__Exercise 1__:
How much money are the founders seeking to raise in the article about Cue Point's crowdfunding campaign?
__Exercise 2__:
Write a continuation of the article about Cue Point's crowdfunding campaign, starting after its final sentence.

----- Passage for review -----

Cue Point launch crowdfunding campaign to support and promote marginalised communities in hospitality

The new venture will offer underrepresented workers tips, training and workshops for sustaining a career and building a business
Cooking for change: Cue Point co-founders Joshua Moroney and Mursal Saiq
Daniel Hambury/Stella Pictures Ltd

The British-Afghan barbecue restaurant Cue Point has launched a crowdfunding campaign to support its latest venture, Cue Point Kitchen, which it hopes will help diversify the hospitality industry and promote those from marginalised communities into more senior positions.

Cue Point founders Joshua Moroney and Mursal Saiq are seeking £30,000 to help launch the scheme, which will provide both online and real world resources for refugees and immigrants struggling to break into the industry, as well as support those already working within hospitality to further their careers. Details of the campaign can be found here.

The social enterprise will teach cooking, management and financial skills, offer training for catering qualifications and help workers find professional development courses. It will also offer sessions focusing on, variously, speaking, writing and reading English; CV and interview skills; building a professional network; and running a food business. There will additionally be classes with a focus on mental well-being.

----- Dataset excerpts -----

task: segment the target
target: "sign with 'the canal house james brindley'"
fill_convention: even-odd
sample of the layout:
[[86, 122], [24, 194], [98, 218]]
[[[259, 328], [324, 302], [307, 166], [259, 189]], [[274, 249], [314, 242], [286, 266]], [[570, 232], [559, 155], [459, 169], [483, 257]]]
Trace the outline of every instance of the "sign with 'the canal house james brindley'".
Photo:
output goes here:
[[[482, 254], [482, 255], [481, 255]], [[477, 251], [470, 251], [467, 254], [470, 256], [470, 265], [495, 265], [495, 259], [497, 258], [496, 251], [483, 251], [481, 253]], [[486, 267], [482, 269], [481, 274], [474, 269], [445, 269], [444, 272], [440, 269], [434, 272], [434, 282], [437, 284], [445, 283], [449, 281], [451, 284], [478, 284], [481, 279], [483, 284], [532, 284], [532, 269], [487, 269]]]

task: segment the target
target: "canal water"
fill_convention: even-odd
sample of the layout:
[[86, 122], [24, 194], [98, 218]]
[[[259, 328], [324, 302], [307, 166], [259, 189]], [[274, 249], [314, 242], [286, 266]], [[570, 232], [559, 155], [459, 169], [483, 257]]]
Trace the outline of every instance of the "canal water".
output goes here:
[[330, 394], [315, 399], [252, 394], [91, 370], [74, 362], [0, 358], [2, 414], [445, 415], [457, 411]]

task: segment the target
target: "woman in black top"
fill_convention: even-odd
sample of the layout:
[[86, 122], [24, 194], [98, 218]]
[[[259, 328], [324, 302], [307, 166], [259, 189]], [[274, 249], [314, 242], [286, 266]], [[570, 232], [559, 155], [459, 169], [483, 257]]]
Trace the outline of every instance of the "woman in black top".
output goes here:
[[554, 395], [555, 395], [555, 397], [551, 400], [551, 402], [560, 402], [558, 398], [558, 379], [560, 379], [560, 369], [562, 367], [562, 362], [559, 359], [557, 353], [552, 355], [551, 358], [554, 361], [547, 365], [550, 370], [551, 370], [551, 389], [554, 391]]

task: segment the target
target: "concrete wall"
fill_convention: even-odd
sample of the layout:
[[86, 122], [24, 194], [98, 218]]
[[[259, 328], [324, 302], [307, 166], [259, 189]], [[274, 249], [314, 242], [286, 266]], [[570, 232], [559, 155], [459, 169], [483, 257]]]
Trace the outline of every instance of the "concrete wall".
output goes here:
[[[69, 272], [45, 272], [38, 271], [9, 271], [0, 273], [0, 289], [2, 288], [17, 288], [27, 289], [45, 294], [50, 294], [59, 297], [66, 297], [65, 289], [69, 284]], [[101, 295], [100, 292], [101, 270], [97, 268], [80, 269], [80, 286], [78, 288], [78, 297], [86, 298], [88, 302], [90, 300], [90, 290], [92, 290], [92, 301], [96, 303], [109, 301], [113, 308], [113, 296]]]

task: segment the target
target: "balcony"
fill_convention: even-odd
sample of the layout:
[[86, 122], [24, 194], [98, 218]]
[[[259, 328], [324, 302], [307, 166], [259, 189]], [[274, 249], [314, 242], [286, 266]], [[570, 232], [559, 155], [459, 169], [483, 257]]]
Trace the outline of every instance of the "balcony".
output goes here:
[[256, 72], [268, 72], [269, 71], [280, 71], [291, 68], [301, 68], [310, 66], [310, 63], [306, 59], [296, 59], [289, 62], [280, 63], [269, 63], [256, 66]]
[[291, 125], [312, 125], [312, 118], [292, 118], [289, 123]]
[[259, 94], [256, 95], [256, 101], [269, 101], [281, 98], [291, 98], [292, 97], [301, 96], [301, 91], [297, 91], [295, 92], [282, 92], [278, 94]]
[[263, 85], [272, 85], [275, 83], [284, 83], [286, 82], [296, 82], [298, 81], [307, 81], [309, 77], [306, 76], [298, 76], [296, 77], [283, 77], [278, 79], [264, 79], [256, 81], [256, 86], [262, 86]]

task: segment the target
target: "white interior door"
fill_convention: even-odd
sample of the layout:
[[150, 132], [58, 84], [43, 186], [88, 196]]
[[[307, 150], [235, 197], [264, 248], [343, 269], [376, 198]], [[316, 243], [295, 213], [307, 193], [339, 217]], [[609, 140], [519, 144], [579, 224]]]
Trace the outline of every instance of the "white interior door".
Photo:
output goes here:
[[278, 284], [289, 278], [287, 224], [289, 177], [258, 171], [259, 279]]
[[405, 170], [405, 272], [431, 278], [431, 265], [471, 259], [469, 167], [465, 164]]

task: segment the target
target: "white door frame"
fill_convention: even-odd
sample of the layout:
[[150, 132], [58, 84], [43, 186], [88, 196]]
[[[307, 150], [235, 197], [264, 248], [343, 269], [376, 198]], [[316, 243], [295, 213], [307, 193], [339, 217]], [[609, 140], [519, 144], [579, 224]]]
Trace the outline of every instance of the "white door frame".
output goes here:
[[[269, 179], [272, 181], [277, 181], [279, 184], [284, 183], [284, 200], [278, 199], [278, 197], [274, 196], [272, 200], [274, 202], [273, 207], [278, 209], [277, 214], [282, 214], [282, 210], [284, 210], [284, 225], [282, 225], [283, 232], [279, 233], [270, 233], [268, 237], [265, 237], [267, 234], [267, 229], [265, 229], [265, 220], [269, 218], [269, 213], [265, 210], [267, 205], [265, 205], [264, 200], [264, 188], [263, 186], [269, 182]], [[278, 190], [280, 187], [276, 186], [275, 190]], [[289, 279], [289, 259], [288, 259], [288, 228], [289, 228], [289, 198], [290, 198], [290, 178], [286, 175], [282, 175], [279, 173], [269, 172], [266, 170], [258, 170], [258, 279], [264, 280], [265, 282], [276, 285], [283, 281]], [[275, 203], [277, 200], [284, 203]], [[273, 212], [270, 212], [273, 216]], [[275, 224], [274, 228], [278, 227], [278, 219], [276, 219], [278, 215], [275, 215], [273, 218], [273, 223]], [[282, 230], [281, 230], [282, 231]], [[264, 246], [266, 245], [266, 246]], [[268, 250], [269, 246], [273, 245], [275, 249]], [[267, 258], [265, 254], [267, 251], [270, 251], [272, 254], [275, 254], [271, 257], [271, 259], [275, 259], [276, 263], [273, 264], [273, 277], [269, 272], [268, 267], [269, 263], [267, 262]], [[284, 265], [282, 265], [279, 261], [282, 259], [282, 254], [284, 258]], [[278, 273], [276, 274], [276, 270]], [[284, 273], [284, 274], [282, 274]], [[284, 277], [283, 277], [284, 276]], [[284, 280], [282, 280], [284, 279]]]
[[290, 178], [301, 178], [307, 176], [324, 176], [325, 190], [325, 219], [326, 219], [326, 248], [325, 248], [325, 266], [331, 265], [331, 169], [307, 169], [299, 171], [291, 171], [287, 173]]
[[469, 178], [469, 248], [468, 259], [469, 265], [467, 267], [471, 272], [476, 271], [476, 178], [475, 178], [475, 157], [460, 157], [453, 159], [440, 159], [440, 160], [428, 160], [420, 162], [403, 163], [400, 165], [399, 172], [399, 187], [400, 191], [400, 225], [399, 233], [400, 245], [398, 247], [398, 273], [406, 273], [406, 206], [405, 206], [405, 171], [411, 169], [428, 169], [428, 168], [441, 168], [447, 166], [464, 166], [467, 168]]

-----

__Task result 1__:
£30,000

__Task result 2__:
Saiq said of the enterprise: “Our sole aim is to further diversify the industry and create generational wealth with our training, nurturing and overall attention to the individual.

“So many fall into the lower rungs of the hospitality industry as it’s the largest employer of racialised individuals in the UK yet, at the lower levels, with no growth in generational wealth or prospects.”

The crowd-funder reads: “63 per cent of [hospitality] employees are from marginalised backgrounds but only 6 per cent of them are in managerial or entrepreneurial roles.”

Saiq’s passion for supporting refugees and under-represented staff is in part informed by her own experience as a refugee from Afghanistan. The restaurateur arrived in the UK with her family as they fled the country in the early 1990s, fleeing the war-torn state.

“I am a first-generation refugee whose entire life was ripped away and torn apart by war,” Saiq said of her journey. “I have taken control of that narrative now and believe we have found a real solution to helping refugees tangibly and practically as well as retaining a sense of pride and dignity.”

The campaign – which in part looks to push the industry to promote its existing workers – comes as hospitality faces a destabilising staffing crisis that’s putting existing employees under enormous strain.